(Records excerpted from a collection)
────

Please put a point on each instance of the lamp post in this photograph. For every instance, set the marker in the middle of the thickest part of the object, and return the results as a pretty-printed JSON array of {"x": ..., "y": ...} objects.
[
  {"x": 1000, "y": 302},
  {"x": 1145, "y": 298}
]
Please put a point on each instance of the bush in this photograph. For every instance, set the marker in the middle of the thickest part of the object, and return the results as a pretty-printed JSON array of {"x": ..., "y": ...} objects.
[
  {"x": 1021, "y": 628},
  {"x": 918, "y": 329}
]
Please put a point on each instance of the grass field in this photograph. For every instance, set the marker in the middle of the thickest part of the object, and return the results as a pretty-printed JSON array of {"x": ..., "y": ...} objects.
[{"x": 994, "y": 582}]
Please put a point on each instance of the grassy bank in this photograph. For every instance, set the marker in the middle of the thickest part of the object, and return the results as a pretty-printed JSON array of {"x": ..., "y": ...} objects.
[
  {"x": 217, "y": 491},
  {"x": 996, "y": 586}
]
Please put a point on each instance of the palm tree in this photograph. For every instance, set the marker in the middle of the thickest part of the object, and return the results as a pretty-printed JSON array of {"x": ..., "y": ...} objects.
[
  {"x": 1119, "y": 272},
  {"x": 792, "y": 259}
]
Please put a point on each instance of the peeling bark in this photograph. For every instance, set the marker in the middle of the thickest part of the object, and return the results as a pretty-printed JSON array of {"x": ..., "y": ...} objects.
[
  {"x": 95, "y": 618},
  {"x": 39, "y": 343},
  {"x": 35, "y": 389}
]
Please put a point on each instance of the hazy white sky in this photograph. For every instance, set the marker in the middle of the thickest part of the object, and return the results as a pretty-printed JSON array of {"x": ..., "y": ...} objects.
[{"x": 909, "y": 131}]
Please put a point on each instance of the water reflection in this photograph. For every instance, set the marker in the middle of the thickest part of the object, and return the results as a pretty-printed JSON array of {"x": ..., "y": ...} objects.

────

What you return must match the records above exactly, line for line.

Please put a point on each instance of the lamp post in this photograph. For every instance, set the marker in the middle of the thickest part of the object, and return the results as a pretty-printed JSON array of {"x": ..., "y": ...} objects.
[
  {"x": 1000, "y": 302},
  {"x": 1145, "y": 298}
]
Please put a point on each instance of the bush in this photograph. For every instance, set the marker in the middle of the thickest part of the object, and return the results as a pretty-printed JSON array of {"x": ..., "y": ...} objects.
[
  {"x": 1021, "y": 628},
  {"x": 918, "y": 329}
]
Please put a point on each instance of the grass field in this photograph. For every instance, set the marker in the middle of the thickest part of the object, and return the results as a pretty-printed JSON array of {"x": ..., "y": ...} objects.
[{"x": 994, "y": 582}]
Please put a point on each instance of the grassy bank in this photograph. For every instance, set the marker in the middle of the thickest part of the object, and return the results as a pretty-printed JSON array of {"x": ..., "y": ...} objects.
[
  {"x": 217, "y": 491},
  {"x": 996, "y": 586}
]
Please put a point on each instance of the palm tree in this photograph. For every instance, set the marker in the middle of the thickest part of the object, and return the results as a pretty-printed JSON array of {"x": ..., "y": ...} objects.
[
  {"x": 1119, "y": 272},
  {"x": 792, "y": 259}
]
Please put a point on each instance of the peeling bark in this photograph. For every instance, set the marker in the middle of the thickest part of the object, and return the results as a pretty-printed JSON array of {"x": ..., "y": ...} objects.
[
  {"x": 95, "y": 618},
  {"x": 39, "y": 343},
  {"x": 35, "y": 389}
]
Please put a point on each instance of the hazy white sky in this photograph. For every instance, set the marker in the middle of the thickest part of the object, and return the results as a pretty-printed JSON array of {"x": ..., "y": ...} objects.
[{"x": 909, "y": 131}]
Please put a point on each instance of the water reflection in this photograph. For every instance, set the marker in the middle of the thickest part of the object, and return the results as a pretty-printed JSON array of {"x": ..., "y": ...} objects.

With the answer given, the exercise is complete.